INFORMATION PROVIDED below:

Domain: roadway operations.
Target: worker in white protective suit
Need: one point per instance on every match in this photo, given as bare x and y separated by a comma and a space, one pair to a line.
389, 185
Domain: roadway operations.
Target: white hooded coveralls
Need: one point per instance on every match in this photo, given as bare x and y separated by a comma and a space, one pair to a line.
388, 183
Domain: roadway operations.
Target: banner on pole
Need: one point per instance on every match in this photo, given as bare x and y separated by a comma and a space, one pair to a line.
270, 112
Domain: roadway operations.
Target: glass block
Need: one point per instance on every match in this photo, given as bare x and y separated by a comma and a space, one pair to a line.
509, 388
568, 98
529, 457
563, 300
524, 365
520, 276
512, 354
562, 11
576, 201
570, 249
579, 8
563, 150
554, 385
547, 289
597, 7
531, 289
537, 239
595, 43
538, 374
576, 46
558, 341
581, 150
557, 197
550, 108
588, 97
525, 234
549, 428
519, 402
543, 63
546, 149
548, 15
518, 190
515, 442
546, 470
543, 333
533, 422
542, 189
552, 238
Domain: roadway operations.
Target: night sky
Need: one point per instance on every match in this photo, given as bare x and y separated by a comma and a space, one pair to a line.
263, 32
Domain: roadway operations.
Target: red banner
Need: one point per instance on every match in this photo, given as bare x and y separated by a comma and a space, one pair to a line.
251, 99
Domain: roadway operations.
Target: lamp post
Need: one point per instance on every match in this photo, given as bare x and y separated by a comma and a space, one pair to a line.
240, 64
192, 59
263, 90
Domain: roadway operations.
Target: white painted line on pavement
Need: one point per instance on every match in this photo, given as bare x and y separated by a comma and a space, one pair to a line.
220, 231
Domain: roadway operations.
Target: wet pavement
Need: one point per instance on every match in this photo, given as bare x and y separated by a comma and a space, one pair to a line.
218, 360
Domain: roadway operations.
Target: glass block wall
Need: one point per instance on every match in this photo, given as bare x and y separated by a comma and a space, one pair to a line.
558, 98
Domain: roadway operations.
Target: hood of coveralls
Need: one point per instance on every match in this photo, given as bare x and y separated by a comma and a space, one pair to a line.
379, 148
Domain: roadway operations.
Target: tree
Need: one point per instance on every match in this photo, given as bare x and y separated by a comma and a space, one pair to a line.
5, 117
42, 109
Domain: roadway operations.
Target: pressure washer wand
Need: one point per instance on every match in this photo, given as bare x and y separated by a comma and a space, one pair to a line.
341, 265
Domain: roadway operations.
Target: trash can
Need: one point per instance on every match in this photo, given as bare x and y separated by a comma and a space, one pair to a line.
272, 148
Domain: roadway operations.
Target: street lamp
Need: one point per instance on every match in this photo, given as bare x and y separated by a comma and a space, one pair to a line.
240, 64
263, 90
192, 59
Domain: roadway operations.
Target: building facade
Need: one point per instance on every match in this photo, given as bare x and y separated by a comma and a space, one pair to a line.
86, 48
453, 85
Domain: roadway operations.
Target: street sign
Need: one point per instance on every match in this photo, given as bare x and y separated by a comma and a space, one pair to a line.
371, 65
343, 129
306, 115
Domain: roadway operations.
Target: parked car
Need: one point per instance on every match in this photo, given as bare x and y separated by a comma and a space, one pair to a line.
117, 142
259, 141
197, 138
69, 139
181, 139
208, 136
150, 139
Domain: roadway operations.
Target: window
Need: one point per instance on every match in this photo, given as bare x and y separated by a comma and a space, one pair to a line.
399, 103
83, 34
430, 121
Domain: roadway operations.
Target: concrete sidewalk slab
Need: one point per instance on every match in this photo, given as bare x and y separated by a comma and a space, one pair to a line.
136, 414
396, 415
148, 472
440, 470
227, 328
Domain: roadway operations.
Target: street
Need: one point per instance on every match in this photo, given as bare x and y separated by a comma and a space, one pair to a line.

End of INFORMATION PROVIDED.

* _YOUR TASK_
Return every line from the entries above that includes the word "pavement".

* _RESPONSE_
Target: white painted line on pavement
Target: wet pavement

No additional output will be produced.